**Problem to work on:** Copy the recipe text below word for word, from "2. Add sirloin" to "last 15 minutes.", inclusive.

**Source:**
────

2. Combine tomatoes and next 7 ingredients in a large bowl; add apple mixture and toss. Cover and chill 8 hours. Stir. Serve with tortilla chips.
Makes: 10 to 12 servings Hands-on time: 25 min. Total time: 2 hrs., 10 min.
4 tbsp. bacon drippings
4 cups chopped yellow onions
2 cups chopped green bell peppers
2 jalapeño peppers, seeded and finely chopped
2 tbsp. minced garlic
3 lbs. ground sirloin
1 lb. bulk Italian sausage
1/3 cup chili powder
1/3 cup ground cumin
1 tbsp. kosher salt
Ground red pepper to taste
½ tsp. dried thyme
½ tsp. ground coriander
1 tsp. coarsely ground pepper
4 cups chicken broth
2 (28-oz.) cans diced tomatoes
2 (6-oz.) cans tomato paste
1 (10-oz.) can tomatoes and green chilis
1 tbsp. Worcestershire sauce
½ tsp. hot sauce
3 (15-oz.) cans kidney beans, drained
1. Cook onions, peppers and garlic in hot bacon drippings in a large Dutch oven over medium heat, stirring often, until onions are translucent and peppers are soft, 5 to 7 minutes.
2. Add sirloin and sausage; increase heat to medium-high and cook, stirring often, until meat is no longer pink. Add chili powder and next 6 ingredients; reduce heat to low and cook, stirring often, 5 minutes.
3. Add chicken broth and next 5 ingredients. Bring mixture to a simmer and cook, stirring often, 1½ hours, adding beans for the last 15 minutes.
DEEP-FRIED COOKIE DOUGH
Makes: 8 servings Hands-on time: 35 min. Total time: 8 hrs., 35 min.

────

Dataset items
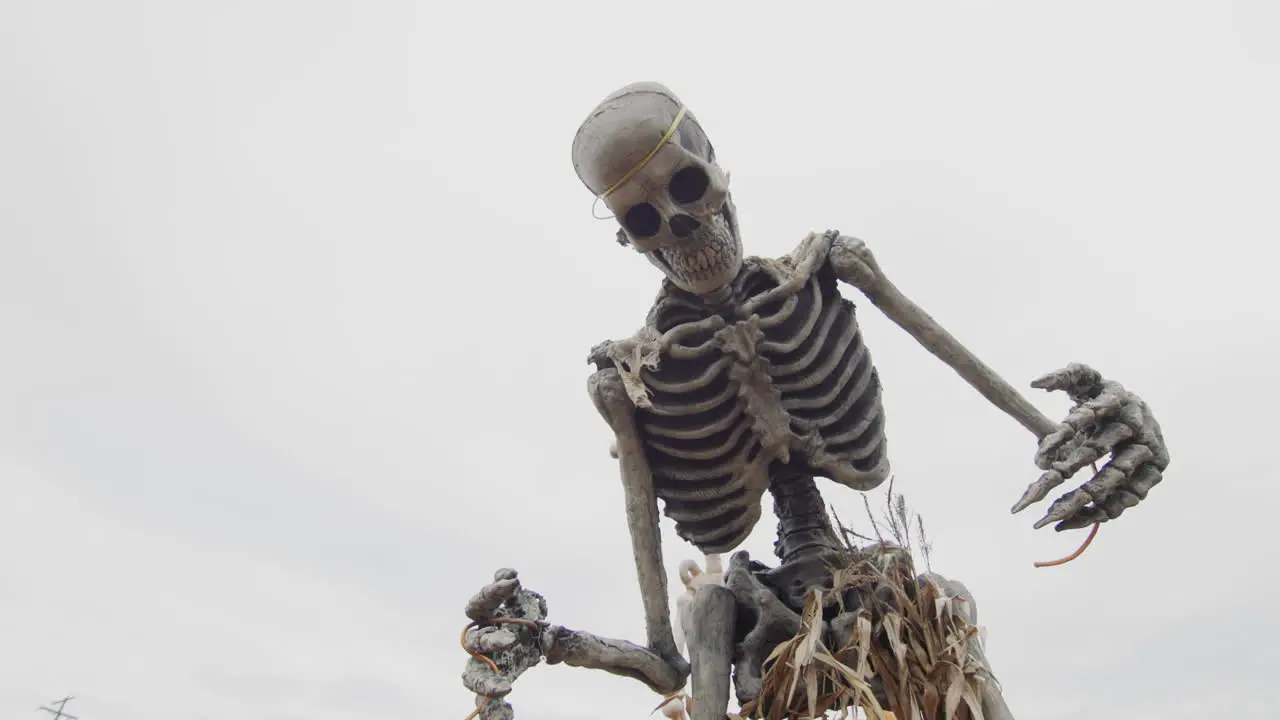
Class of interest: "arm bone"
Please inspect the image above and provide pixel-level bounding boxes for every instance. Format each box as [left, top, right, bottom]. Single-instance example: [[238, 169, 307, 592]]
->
[[829, 236, 1059, 439], [588, 368, 687, 671]]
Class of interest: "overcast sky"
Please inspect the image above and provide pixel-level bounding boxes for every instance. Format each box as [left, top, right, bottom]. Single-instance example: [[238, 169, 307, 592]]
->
[[0, 0, 1280, 720]]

────

**Result for this exercise:**
2. Add sirloin and sausage; increase heat to medium-high and cook, stirring often, until meat is no longer pink. Add chili powder and next 6 ingredients; reduce heat to low and cook, stirring often, 5 minutes.
3. Add chicken broth and next 5 ingredients. Bring mixture to a simmer and cook, stirring often, 1½ hours, adding beans for the last 15 minutes.